Description of the task = Continue the review of Carolina Cárdenas's poetry collection Caen cenizas sobre la ciudad, starting right after its last sentence.

Document excerpt =
Chile: Conunhueno. 2021. 79 pages.
It so happens that I am sick of being a man.
And it happens that I walk into tailorshops and movie houses,
dried up, waterproof, like a swan made of felt
steering my way in a water of wombs and ashes.
Pablo Neruda
Translated by Robert Bly
I begin this review quoting Neruda from his work Residence on Earth, given that implicit in Caen cenizas sobre la ciudad, by Colombian poet Carolina Cárdenas, is the desperation and defeat of being man-woman, of inhabiting without humanity, as the global economic system turns us into statistics, gears. Just like in the Chaplin film, Modern Times, we are becoming alienated because that is what the system requires of us, and Orwell plots this in Animal Farm and 1984.
There is increasingly less time and space for the soul, and conversely, without being machines, we turn into them, thus we break down and inhabit ruin. This is what the author Carolina Cárdenas sees and writes as a bleak diagnosis of a world that is sick, terminal, and insane.
Carolina is able to see the decay or the poison of her surroundings. First as the bestiary of a city that is the world where, in each inhabitant she describes, are all of the miseries we are obligated to accept, which turn us into insects. In second place, people have to face a reality full of injustices, impersonal and individualistic, that sell us a happiness of consumption and cruel competition. That is the reason for this vacuous existence in cities of ash, being human rags and tatters. This first part is written in the third person.

Material supplied =
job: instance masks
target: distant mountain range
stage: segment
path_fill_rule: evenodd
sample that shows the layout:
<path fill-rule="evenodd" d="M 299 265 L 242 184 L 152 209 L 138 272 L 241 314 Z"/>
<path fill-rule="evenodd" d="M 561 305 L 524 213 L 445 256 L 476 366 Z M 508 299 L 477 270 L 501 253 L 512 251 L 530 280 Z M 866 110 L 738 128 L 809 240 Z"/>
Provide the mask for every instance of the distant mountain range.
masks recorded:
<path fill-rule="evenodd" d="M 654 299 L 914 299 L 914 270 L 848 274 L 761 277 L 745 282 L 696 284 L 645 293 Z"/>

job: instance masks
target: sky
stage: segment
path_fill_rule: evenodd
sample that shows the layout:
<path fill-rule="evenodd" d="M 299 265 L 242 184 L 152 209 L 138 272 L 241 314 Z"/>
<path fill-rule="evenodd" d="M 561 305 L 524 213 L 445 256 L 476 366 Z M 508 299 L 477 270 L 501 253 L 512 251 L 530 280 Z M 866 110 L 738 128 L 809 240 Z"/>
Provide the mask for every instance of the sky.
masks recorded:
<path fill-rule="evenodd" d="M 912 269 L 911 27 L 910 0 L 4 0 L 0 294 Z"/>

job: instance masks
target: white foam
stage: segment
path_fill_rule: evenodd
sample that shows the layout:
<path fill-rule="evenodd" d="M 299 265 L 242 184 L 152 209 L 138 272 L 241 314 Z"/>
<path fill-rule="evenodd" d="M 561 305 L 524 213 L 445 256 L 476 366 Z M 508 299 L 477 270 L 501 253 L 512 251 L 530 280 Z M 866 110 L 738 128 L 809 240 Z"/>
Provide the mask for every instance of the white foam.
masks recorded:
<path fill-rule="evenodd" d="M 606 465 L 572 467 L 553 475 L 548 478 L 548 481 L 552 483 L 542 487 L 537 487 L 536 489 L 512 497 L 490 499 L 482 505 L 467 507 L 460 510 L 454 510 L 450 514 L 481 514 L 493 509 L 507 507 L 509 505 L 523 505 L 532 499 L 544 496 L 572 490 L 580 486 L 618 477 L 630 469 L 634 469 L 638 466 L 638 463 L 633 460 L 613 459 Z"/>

--

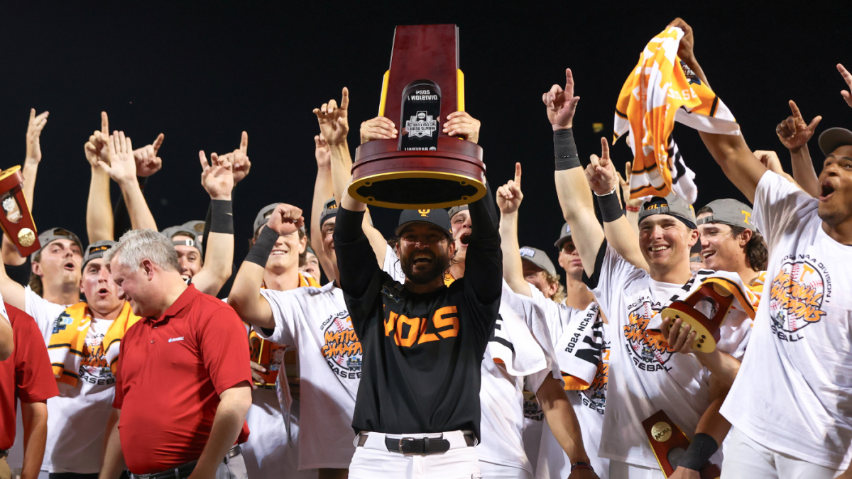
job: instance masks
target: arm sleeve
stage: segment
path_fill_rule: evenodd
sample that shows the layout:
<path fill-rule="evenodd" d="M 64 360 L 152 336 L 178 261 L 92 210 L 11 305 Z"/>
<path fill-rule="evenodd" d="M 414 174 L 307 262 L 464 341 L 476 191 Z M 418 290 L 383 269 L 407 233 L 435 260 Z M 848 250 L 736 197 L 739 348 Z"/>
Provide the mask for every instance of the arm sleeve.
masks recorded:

Answer for the task =
Then, in the second chapter, the male lyrical subject appears in different people, showing everything invisible that we are and the muteness of the misery of being someone without value, which is reflected in verses like: dogs with mange, flies from which everyone flees. She poeticizes several illnesses of the mind and soul inflicted upon us by the capitalist and free market systems, full of individualism and social inequity.
The work is a terrible and dark beauty in which no one remains othered and the only option is to identify ourselves with some of these characters or situations. With these illnesses, Caen cenizas sobre la ciudad becomes Kafkaesque, and it is clear that the heteronym F.K. Kristopher, created by the poet, will give us directions through the book.
The book sets aside the rules of spelling, grammar, and punctuation to reveal the diverse clinical profiles that afflict the female lyrical subject, which are alienation and more alienation. In this second part, we will encounter internal monologues in which these (mental, nervous, visceral) conditions appear along with suicidal thoughts that come from not being able to endure existing in this way, and in which the sensitive being endows us with absolute defenselessness.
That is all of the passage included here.